#### OBJECTIVE
Copy out every line of the listing below that contains the string "woman", treating uppercase and lowercase as different.

#### RECORD EXTRACTS

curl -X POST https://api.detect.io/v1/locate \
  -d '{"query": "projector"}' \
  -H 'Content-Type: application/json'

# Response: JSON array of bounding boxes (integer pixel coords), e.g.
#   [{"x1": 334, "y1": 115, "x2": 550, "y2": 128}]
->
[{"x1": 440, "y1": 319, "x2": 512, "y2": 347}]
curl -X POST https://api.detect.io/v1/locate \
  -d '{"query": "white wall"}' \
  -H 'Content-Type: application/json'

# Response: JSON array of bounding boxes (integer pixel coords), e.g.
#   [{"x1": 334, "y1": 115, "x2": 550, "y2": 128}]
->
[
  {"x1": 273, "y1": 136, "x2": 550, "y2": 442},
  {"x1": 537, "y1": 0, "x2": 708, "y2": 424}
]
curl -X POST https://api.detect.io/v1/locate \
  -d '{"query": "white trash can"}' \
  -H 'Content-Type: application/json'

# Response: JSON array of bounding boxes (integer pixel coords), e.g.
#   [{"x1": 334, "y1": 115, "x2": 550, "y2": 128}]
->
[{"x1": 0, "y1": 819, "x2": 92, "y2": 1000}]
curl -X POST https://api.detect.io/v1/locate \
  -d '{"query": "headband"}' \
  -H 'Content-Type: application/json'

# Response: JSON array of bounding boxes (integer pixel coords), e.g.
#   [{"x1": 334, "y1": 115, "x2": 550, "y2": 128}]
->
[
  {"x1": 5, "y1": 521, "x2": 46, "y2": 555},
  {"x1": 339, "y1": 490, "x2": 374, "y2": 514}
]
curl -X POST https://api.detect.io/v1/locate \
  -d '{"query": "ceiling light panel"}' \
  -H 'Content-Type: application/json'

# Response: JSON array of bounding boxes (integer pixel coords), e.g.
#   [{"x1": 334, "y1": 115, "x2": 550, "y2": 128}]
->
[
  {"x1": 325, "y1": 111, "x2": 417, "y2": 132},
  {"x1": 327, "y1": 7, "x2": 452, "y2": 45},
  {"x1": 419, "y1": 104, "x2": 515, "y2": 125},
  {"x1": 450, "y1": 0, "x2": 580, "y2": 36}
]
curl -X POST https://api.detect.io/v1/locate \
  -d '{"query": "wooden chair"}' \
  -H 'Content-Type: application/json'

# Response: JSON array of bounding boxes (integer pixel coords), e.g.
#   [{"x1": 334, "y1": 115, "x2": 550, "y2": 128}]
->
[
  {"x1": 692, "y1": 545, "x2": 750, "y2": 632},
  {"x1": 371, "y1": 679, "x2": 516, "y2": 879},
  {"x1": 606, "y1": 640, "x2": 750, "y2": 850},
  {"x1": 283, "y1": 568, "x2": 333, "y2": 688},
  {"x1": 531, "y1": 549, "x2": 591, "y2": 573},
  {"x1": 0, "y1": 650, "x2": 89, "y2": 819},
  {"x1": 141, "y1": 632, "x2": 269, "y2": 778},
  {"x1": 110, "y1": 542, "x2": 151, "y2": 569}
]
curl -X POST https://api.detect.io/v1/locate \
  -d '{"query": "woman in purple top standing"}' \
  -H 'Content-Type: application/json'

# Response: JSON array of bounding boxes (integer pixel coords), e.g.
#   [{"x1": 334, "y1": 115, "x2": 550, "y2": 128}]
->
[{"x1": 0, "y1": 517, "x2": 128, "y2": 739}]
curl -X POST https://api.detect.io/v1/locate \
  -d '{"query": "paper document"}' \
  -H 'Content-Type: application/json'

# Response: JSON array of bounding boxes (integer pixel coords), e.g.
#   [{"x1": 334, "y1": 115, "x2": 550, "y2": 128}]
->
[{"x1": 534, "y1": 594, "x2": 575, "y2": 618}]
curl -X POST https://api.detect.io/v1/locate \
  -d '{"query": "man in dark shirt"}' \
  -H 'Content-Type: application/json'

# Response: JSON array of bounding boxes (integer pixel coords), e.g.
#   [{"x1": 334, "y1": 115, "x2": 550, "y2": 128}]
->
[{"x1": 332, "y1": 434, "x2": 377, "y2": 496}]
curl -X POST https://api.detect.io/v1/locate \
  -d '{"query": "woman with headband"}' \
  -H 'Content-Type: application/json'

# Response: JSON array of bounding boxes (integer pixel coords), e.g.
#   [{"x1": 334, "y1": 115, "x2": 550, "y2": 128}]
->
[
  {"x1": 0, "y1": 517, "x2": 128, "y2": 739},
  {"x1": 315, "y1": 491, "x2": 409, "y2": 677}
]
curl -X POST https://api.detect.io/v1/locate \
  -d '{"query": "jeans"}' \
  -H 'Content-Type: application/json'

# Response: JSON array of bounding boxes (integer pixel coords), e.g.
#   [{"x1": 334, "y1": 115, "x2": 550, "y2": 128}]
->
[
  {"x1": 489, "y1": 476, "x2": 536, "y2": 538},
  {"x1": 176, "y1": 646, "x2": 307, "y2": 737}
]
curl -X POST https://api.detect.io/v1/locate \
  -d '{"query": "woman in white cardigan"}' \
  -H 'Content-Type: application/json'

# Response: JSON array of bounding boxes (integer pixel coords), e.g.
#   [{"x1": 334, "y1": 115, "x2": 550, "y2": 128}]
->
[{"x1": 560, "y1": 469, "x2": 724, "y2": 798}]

#### TASK ANSWER
  -d '{"query": "woman in purple top standing"}' \
  -d '{"query": "woman with headband"}' \
  -d '{"query": "woman in white cardigan"}' \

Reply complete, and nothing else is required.